# Problem requirements
Reproduce the lines of the records word for word, beginning with the line that contains "Locate every instance of the two-story" and continuing through the line that contains "(1197, 257)". Include both of those lines and nothing outside them.

# Records provided

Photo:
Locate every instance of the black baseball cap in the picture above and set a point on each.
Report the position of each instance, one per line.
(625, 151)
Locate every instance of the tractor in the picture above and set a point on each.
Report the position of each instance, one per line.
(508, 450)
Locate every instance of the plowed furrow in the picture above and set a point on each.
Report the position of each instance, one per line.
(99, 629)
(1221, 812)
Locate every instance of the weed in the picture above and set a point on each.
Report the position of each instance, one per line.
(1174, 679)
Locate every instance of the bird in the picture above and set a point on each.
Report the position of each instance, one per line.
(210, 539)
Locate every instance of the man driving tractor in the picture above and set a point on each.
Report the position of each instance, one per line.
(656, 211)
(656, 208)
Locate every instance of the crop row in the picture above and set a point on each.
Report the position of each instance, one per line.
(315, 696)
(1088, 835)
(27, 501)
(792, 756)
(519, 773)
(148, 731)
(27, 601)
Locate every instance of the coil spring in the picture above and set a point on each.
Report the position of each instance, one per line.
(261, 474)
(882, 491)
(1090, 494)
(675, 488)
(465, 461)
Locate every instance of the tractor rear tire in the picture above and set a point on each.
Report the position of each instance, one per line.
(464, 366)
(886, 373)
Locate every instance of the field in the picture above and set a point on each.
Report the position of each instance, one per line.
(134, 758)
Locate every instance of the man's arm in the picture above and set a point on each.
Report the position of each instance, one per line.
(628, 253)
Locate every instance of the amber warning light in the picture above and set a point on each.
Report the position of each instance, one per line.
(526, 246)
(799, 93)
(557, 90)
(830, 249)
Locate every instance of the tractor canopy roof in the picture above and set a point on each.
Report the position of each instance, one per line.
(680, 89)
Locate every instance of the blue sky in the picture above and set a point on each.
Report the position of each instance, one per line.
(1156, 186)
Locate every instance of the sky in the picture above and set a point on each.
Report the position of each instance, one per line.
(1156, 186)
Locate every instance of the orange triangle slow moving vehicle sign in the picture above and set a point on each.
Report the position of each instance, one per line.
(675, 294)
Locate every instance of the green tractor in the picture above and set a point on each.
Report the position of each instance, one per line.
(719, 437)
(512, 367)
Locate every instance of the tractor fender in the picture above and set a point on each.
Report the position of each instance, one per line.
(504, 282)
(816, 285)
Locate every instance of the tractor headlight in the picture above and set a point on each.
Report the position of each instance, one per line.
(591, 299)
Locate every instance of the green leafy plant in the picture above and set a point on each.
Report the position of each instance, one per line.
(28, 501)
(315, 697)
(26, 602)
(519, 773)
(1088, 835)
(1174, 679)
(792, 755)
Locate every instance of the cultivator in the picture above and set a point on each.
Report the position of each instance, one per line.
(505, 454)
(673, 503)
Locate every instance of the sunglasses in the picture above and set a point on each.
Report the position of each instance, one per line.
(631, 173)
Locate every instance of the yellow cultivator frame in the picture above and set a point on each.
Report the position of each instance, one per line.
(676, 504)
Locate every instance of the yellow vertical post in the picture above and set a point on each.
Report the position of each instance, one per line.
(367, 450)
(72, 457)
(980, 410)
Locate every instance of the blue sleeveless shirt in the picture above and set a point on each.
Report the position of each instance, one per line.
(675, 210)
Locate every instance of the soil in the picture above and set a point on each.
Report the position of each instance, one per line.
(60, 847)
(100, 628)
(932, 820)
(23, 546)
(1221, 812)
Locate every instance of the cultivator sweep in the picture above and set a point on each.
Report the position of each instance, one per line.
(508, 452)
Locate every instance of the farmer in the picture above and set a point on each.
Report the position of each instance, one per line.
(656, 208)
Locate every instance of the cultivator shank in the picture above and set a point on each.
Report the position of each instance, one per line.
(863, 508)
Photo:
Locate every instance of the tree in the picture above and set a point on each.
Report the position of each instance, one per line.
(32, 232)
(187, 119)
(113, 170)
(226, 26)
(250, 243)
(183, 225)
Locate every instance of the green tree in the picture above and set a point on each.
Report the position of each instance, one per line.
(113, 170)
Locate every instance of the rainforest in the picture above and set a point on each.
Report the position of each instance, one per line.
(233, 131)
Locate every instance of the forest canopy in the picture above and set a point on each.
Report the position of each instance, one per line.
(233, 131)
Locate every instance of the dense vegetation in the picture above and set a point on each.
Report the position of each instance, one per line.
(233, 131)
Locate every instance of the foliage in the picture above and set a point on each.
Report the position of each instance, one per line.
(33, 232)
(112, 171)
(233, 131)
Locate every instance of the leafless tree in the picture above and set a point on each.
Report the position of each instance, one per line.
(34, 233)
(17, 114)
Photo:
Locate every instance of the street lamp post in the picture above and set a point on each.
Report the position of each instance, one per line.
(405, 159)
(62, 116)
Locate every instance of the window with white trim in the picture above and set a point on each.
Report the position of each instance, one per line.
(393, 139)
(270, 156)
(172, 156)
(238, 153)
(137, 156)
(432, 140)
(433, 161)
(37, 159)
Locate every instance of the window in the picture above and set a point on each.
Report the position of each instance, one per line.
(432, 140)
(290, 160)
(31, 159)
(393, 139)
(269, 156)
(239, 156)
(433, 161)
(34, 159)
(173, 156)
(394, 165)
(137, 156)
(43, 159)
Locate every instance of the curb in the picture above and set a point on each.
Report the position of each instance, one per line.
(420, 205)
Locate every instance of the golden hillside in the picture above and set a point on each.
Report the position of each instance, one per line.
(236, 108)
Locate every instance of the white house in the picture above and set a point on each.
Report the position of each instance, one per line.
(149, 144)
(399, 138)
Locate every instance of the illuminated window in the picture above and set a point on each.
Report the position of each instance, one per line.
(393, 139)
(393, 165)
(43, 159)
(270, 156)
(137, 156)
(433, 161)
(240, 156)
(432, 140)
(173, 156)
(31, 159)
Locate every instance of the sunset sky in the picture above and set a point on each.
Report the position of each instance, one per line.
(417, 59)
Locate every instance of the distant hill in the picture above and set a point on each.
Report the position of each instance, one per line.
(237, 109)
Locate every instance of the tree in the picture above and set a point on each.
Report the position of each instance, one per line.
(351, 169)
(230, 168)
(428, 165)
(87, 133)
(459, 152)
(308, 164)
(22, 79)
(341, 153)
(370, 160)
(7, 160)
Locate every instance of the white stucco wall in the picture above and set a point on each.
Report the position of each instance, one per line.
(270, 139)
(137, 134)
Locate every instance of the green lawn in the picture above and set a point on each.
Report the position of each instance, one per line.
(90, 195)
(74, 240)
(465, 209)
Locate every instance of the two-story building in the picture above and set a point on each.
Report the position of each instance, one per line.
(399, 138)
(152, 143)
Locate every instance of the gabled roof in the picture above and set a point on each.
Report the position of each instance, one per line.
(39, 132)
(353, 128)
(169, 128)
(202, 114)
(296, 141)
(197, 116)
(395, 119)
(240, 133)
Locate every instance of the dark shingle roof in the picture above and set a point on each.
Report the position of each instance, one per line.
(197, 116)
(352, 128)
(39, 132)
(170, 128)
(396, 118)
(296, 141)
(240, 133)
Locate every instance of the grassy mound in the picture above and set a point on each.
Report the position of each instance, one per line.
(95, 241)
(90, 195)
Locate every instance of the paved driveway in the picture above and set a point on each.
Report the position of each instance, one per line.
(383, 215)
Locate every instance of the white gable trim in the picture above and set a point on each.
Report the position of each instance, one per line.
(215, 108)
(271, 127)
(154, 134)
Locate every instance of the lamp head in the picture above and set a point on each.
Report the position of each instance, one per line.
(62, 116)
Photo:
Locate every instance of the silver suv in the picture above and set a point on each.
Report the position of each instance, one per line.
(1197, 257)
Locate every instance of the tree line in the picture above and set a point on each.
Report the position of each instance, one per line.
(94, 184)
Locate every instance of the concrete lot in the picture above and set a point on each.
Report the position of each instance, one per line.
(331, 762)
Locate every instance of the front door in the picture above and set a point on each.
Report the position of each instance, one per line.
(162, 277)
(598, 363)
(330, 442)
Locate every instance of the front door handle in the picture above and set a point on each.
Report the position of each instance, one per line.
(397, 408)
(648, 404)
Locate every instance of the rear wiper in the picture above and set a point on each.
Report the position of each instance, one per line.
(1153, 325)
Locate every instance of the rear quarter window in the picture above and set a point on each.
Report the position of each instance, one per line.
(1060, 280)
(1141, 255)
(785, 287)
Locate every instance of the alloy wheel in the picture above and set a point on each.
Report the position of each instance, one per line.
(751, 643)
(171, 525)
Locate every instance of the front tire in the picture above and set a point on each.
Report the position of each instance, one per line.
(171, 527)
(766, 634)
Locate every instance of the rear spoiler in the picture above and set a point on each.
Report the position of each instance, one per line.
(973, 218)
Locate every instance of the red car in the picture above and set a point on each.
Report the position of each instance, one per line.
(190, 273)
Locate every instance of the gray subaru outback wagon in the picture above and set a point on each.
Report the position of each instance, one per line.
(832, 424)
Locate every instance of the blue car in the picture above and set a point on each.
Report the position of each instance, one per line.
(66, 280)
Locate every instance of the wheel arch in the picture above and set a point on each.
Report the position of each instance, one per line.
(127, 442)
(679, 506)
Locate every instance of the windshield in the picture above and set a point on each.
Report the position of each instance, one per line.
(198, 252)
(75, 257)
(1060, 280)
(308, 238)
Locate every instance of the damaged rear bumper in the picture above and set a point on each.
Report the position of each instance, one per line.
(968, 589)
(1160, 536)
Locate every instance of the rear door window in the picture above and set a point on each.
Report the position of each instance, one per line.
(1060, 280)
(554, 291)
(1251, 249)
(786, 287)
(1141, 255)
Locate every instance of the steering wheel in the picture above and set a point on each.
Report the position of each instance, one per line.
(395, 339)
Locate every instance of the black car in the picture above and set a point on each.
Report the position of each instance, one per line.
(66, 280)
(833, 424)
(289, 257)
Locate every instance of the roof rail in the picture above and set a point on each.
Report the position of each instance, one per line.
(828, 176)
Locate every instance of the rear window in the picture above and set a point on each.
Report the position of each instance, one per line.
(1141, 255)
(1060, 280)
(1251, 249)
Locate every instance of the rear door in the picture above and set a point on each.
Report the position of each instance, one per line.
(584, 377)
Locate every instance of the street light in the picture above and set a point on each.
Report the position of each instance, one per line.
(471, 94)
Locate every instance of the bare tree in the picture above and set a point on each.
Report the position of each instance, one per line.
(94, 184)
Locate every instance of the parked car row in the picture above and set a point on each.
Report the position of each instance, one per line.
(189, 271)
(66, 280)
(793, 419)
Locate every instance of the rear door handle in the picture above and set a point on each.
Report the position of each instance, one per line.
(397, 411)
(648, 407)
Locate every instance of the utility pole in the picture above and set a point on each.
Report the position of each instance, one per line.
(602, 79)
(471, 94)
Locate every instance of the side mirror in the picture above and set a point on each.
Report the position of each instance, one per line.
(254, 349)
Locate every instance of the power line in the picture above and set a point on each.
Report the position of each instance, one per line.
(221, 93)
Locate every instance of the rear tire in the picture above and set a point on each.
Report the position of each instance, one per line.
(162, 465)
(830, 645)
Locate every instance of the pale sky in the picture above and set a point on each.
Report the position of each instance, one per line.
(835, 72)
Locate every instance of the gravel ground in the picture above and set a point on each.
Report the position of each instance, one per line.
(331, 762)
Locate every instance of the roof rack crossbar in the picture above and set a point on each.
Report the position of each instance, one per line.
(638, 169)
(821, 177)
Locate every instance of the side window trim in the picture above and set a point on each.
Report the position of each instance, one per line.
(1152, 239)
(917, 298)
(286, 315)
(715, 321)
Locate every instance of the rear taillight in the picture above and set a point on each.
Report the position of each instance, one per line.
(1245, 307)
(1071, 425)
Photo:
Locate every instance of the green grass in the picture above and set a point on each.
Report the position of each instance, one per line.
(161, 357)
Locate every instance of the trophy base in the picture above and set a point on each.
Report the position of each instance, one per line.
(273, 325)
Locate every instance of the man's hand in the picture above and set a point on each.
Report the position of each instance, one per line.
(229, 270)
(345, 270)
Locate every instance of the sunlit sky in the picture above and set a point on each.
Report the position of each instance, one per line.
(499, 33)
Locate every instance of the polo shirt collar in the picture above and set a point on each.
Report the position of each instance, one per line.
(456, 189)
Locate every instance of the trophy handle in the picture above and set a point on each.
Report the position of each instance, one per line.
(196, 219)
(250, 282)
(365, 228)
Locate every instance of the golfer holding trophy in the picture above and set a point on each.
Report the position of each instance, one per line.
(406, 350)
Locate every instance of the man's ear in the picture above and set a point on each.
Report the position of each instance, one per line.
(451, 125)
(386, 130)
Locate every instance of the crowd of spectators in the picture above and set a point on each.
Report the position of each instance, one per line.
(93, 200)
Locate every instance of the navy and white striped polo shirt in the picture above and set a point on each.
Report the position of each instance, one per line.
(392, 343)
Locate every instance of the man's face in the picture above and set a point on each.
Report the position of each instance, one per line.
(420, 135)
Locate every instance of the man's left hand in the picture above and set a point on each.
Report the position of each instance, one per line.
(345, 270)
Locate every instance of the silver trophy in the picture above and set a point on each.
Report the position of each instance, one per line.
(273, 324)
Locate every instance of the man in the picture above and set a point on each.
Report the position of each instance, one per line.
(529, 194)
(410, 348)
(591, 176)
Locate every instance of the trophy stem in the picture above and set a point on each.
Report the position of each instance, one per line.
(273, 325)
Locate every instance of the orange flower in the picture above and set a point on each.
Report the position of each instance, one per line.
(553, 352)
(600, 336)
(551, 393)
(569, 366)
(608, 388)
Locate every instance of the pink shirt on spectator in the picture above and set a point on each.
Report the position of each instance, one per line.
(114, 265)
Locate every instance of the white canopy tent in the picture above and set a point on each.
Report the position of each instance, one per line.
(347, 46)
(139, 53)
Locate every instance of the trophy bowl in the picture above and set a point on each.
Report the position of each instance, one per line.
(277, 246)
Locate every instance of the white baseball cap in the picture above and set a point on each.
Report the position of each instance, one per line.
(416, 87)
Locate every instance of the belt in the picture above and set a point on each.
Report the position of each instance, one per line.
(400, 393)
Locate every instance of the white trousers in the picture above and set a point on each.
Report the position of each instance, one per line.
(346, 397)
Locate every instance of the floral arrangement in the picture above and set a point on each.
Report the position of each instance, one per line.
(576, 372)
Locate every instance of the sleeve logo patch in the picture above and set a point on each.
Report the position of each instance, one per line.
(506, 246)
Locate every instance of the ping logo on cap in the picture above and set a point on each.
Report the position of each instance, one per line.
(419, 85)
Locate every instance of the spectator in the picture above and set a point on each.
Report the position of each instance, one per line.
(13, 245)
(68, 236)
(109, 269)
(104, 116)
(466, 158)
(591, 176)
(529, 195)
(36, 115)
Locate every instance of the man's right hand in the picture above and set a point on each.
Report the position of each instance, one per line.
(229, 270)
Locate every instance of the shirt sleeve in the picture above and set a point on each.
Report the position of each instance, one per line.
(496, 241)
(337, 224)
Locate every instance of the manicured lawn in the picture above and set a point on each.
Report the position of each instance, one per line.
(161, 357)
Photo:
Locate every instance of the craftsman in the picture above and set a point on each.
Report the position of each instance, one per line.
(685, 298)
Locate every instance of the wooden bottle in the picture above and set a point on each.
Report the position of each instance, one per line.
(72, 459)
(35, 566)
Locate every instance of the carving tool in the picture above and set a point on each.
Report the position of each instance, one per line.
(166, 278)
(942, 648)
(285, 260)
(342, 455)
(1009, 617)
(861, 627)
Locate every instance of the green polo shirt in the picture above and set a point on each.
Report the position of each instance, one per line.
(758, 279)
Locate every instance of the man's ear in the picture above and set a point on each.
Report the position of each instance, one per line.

# Correct result
Locate every instance of the two-story building in the picture above and set a point on each.
Report the position of each instance, one per line.
(399, 138)
(152, 143)
Locate every instance of the gabled roof in the picture above and set a point on each.
Report the position of each instance, one per line.
(39, 132)
(353, 128)
(169, 128)
(202, 114)
(296, 141)
(197, 116)
(395, 119)
(240, 133)
Locate every instance of the dark shingle roof in the picture above and set a point on each.
Report the position of each instance, one per line.
(197, 116)
(352, 128)
(39, 132)
(170, 128)
(396, 118)
(296, 141)
(240, 133)
Locate every instance of the grassy mound in the picture above and set a point on each.
Report the position of each instance, one per line.
(95, 241)
(90, 195)
Locate every instance of the paved driveway in the picture above and set a point on each.
Report the position of each instance, one per line.
(383, 215)
Locate every instance of the white gable trim in the picture above and set a point on each.
Report the position of each instance, one per line.
(215, 108)
(271, 127)
(154, 134)
Locate every instance of the lamp head in the picture above and set a point on each.
Report the position of each instance, one per line.
(62, 116)
Photo:
Locate every instance of the silver suv in the picture above and set a point on each.
Report the position of each instance, one per line.
(1197, 257)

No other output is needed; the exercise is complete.